Exercise instructions: Show each line from the records below in which the word "vegetation" occurs.

(Referring expression pointing data)
......
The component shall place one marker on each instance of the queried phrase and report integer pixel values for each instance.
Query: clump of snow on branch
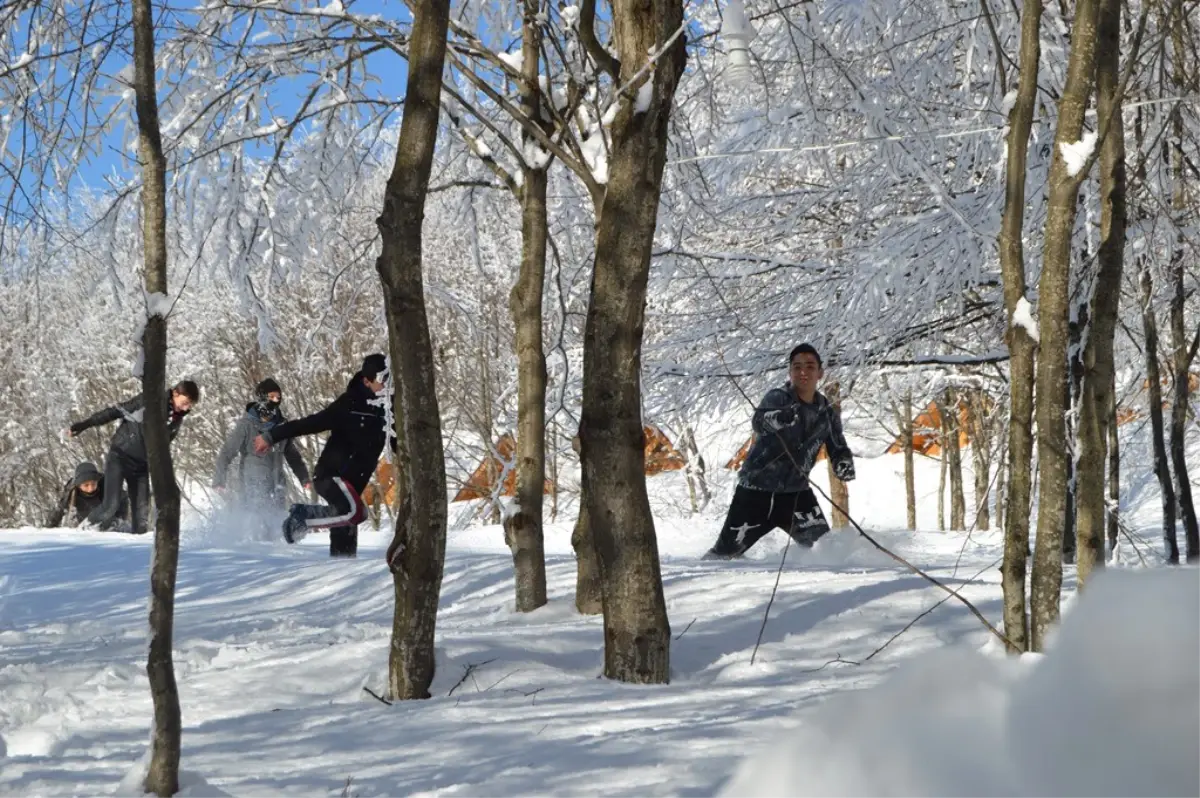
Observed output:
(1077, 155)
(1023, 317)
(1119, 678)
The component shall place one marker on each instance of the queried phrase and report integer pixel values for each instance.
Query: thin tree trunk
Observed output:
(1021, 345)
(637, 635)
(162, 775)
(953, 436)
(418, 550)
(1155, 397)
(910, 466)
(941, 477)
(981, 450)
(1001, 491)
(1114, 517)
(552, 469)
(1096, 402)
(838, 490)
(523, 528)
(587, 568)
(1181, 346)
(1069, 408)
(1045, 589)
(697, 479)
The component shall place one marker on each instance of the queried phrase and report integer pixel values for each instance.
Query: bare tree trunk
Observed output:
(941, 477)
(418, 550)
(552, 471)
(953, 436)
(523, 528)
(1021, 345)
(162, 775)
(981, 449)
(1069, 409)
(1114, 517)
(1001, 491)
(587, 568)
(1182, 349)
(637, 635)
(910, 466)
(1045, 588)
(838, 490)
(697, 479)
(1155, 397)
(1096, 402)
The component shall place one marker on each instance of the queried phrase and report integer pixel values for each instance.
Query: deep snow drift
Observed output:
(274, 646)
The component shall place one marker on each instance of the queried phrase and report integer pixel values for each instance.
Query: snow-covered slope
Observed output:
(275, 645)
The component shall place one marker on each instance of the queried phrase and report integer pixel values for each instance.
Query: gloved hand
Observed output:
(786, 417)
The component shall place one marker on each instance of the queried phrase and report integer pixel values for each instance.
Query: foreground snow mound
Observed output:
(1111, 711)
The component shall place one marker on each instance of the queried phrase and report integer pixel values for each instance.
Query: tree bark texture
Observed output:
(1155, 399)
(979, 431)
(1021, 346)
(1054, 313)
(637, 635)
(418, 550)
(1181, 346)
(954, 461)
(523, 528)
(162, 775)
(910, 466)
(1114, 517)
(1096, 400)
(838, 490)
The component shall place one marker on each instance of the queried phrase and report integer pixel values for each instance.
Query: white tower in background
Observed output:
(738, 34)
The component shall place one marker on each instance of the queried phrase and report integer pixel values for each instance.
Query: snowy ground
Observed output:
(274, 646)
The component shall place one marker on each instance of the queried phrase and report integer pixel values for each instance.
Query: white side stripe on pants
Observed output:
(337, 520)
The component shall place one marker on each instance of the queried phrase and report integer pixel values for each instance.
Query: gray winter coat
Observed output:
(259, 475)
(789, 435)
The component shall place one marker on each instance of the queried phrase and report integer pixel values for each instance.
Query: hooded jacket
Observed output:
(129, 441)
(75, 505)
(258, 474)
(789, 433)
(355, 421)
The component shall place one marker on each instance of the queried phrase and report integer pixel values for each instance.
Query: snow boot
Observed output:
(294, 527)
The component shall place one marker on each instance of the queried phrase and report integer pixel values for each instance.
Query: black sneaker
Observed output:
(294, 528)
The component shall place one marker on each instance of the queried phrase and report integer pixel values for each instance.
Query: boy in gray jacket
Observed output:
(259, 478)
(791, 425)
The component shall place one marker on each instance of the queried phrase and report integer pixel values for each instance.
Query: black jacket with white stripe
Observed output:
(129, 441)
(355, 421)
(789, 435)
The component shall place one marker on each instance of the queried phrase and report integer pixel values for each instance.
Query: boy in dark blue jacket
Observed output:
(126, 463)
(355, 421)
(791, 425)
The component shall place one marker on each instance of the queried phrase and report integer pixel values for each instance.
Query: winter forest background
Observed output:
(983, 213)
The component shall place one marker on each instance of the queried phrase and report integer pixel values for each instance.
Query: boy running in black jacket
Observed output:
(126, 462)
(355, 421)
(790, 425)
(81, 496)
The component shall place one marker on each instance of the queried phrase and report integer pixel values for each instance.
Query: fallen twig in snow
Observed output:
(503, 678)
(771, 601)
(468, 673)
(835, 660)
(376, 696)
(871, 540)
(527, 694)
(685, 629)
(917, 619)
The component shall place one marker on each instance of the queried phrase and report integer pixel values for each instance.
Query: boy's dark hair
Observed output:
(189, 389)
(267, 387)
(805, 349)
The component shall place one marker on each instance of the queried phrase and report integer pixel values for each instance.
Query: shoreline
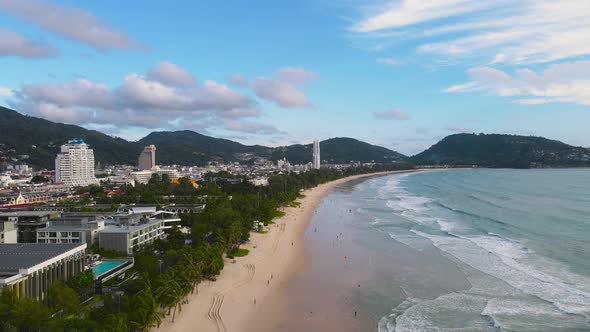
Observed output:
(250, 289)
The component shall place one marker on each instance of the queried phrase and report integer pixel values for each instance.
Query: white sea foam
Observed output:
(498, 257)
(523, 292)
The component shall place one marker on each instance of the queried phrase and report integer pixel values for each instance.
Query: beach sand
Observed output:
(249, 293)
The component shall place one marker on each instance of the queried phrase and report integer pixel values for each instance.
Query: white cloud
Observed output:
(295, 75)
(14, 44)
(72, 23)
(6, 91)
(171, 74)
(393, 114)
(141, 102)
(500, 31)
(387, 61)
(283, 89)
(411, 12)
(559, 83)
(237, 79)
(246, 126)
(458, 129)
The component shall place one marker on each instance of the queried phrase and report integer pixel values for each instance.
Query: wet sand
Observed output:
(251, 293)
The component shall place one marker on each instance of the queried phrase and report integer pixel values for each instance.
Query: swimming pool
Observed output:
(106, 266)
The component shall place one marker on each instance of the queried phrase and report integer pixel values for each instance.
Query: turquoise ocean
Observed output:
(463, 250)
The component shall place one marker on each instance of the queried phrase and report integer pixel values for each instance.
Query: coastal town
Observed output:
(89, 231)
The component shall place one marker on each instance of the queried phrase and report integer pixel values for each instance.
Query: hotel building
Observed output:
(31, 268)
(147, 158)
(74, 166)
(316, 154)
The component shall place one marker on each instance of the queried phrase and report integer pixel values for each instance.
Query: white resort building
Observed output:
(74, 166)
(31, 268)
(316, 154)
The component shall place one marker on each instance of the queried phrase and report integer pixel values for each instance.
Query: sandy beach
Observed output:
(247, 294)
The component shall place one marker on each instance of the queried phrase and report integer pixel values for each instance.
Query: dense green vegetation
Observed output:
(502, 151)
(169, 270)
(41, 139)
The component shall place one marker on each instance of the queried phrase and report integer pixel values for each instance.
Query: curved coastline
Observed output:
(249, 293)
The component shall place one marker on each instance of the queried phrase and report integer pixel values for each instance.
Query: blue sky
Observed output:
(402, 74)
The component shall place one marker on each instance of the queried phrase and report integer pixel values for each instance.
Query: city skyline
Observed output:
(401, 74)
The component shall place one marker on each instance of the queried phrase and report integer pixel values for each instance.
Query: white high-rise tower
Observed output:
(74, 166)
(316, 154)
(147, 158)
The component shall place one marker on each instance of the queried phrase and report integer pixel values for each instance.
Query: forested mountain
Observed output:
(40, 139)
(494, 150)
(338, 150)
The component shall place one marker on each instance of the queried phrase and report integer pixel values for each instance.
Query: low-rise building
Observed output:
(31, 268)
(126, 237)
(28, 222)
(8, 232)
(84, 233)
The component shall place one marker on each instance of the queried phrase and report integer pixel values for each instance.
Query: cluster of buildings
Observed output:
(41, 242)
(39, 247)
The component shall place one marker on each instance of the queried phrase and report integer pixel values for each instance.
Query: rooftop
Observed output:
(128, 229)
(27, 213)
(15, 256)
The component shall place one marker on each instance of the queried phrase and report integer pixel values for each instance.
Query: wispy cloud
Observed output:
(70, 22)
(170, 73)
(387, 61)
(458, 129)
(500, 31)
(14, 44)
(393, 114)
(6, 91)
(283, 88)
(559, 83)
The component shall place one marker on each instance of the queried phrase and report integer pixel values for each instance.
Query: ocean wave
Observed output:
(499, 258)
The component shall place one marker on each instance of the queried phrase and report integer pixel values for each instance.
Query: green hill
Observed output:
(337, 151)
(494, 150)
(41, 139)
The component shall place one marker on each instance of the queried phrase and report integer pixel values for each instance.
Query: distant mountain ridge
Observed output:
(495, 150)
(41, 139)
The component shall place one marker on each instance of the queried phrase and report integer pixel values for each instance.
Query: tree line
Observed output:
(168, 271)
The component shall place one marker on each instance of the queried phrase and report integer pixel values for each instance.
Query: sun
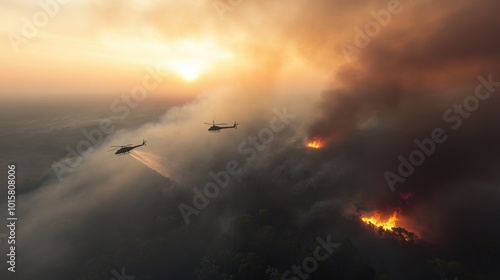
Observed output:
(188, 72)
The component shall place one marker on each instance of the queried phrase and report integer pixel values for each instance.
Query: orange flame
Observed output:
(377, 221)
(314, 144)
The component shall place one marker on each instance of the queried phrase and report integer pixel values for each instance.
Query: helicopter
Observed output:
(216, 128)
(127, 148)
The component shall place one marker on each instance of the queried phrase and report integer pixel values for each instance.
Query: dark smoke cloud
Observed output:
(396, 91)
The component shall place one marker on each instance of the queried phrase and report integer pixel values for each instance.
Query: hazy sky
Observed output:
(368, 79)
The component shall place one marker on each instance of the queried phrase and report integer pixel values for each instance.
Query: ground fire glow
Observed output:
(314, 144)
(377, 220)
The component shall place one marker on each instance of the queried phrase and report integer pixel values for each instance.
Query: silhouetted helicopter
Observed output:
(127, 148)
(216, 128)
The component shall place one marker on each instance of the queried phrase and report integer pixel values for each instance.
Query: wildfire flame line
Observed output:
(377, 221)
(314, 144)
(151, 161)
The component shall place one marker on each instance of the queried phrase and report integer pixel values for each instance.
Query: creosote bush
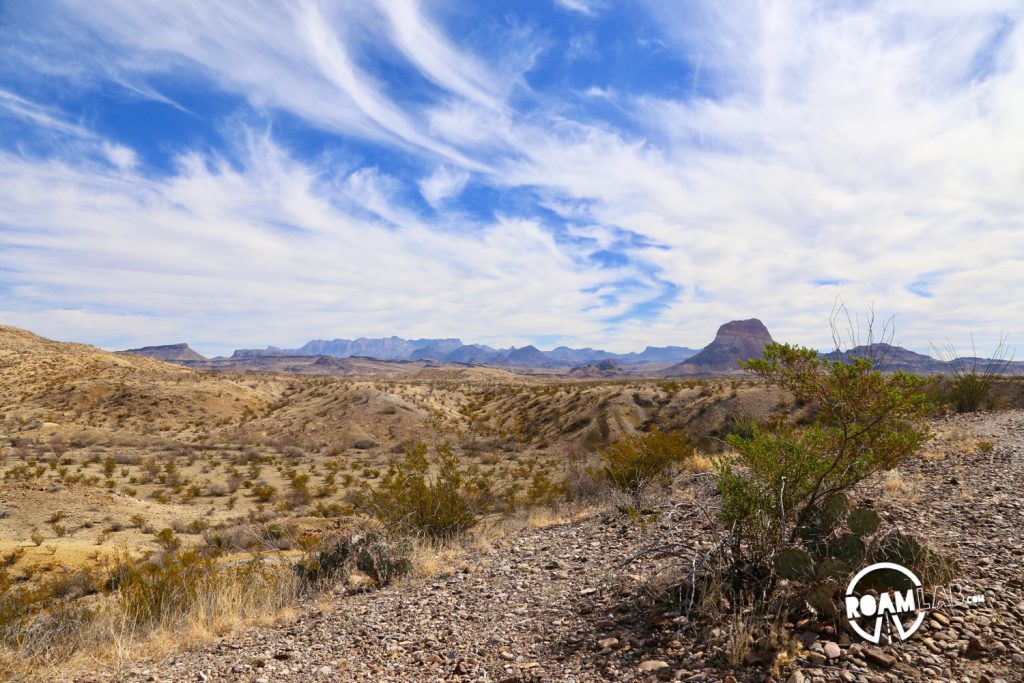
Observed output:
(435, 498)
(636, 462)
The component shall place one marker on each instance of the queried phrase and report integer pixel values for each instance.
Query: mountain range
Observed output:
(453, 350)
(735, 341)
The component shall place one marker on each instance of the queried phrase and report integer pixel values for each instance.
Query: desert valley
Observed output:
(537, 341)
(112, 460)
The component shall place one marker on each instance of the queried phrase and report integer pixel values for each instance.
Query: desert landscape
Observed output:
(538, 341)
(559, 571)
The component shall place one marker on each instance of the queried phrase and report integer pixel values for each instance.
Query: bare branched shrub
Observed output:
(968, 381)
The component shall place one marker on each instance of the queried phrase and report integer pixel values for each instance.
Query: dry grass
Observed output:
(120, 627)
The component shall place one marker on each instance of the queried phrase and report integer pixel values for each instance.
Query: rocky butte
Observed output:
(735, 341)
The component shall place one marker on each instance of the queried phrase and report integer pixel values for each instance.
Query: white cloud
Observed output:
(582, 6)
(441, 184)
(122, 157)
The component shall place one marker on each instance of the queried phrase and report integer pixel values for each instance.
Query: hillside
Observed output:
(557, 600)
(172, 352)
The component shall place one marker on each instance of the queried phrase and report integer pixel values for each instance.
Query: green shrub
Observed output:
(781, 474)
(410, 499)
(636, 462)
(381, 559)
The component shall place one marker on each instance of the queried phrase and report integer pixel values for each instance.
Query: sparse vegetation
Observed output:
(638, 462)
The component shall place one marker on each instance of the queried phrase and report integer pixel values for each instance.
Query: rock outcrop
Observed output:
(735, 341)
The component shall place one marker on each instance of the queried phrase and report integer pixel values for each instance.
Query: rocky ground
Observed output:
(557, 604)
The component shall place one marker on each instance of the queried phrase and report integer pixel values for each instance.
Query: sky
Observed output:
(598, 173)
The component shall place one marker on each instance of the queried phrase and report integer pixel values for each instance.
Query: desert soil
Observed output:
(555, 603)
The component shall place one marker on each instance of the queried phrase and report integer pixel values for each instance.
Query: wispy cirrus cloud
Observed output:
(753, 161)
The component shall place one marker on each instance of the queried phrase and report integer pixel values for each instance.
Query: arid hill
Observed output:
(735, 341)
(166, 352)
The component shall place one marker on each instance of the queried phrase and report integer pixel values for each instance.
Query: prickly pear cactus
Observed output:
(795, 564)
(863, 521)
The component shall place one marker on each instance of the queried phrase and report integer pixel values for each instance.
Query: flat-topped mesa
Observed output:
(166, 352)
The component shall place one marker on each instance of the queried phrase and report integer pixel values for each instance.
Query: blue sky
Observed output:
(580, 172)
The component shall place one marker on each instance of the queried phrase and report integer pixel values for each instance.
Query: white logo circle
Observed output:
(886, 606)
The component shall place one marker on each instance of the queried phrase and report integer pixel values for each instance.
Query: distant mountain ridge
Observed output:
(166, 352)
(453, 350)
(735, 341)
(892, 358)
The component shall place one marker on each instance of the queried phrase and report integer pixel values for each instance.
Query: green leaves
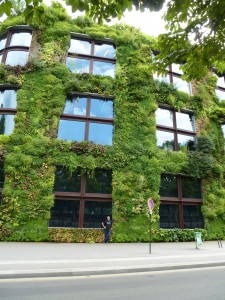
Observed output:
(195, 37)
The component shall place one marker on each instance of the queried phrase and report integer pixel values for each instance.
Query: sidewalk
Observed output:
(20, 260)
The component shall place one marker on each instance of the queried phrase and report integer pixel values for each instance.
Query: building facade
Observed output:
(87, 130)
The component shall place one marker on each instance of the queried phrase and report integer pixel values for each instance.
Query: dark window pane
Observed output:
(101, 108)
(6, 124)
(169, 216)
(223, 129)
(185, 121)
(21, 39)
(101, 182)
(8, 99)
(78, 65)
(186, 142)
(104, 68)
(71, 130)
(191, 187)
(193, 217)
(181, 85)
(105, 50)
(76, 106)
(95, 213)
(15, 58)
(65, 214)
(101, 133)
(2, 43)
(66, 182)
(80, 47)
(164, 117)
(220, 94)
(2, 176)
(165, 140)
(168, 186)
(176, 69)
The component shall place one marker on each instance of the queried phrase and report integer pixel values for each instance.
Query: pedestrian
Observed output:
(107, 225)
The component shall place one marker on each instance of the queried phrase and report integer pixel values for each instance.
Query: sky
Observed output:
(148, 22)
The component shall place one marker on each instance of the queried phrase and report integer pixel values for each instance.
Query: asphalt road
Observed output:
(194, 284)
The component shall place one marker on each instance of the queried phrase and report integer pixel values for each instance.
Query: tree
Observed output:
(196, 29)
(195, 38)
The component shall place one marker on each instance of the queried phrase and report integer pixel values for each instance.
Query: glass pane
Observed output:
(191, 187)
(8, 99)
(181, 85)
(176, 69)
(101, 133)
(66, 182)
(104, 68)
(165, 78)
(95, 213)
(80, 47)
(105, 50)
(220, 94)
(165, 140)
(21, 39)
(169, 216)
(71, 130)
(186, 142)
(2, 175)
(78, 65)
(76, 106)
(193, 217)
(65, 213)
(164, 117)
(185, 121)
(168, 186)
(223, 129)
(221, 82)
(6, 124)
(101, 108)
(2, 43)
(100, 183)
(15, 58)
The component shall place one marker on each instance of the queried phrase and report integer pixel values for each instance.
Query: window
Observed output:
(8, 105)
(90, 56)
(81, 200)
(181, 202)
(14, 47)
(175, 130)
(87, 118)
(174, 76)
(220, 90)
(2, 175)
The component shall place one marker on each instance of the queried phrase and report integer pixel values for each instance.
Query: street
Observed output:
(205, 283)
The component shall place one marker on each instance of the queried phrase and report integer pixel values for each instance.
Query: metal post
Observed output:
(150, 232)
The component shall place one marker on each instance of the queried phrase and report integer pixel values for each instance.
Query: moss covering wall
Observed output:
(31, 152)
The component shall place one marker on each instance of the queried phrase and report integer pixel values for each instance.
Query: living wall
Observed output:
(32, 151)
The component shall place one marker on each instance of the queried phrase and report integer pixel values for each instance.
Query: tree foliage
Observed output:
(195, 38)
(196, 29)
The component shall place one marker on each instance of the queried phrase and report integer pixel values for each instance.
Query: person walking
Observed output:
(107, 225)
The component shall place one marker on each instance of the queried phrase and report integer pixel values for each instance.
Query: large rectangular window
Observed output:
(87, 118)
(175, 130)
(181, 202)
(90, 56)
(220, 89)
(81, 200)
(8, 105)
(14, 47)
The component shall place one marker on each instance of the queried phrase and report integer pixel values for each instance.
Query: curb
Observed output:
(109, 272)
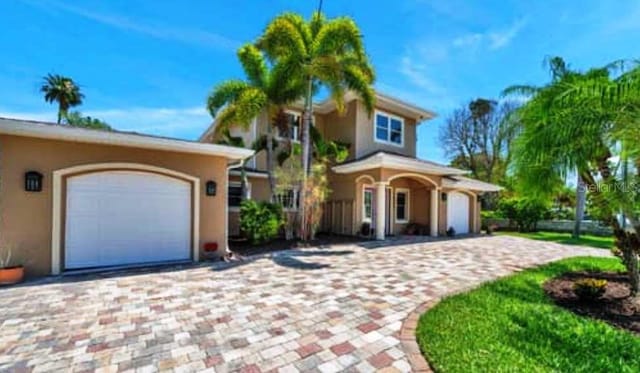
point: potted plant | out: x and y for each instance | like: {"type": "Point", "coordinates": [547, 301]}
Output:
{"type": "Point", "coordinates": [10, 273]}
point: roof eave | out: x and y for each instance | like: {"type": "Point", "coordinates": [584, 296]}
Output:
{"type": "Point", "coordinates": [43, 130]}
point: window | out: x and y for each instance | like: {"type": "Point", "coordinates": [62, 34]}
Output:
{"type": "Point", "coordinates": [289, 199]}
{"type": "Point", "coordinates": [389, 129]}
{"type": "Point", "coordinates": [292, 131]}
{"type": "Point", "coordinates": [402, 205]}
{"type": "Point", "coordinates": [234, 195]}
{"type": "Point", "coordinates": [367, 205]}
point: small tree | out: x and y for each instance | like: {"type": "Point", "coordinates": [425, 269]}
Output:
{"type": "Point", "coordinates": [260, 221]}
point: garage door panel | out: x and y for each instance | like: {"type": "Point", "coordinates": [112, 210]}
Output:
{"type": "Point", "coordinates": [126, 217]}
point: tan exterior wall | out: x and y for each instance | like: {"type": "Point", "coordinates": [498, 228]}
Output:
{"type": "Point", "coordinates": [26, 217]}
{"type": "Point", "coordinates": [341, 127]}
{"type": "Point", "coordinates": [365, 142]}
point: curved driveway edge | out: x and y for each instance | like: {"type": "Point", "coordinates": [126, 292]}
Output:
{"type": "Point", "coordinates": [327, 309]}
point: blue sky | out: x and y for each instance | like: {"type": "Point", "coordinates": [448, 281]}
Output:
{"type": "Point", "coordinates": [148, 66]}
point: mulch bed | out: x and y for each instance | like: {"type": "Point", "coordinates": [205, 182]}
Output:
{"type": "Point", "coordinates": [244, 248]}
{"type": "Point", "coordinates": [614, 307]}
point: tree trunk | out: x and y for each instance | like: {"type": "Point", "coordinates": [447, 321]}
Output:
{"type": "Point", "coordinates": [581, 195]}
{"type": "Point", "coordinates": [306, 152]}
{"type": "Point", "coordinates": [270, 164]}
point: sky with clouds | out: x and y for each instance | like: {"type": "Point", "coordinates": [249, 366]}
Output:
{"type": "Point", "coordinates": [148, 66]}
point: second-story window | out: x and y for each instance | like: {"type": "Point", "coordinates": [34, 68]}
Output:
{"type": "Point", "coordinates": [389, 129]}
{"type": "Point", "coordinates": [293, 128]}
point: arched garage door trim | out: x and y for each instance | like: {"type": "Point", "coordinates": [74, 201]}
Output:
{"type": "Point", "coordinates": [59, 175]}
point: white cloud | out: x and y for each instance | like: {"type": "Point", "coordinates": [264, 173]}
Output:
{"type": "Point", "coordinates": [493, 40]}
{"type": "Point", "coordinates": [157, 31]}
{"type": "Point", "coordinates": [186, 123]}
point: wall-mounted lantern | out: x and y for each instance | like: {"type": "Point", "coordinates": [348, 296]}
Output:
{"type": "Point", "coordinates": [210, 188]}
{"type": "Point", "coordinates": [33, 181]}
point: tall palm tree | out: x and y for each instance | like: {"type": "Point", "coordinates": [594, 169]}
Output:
......
Answer to this problem:
Query: dense green vegetation
Query: sparse vegetation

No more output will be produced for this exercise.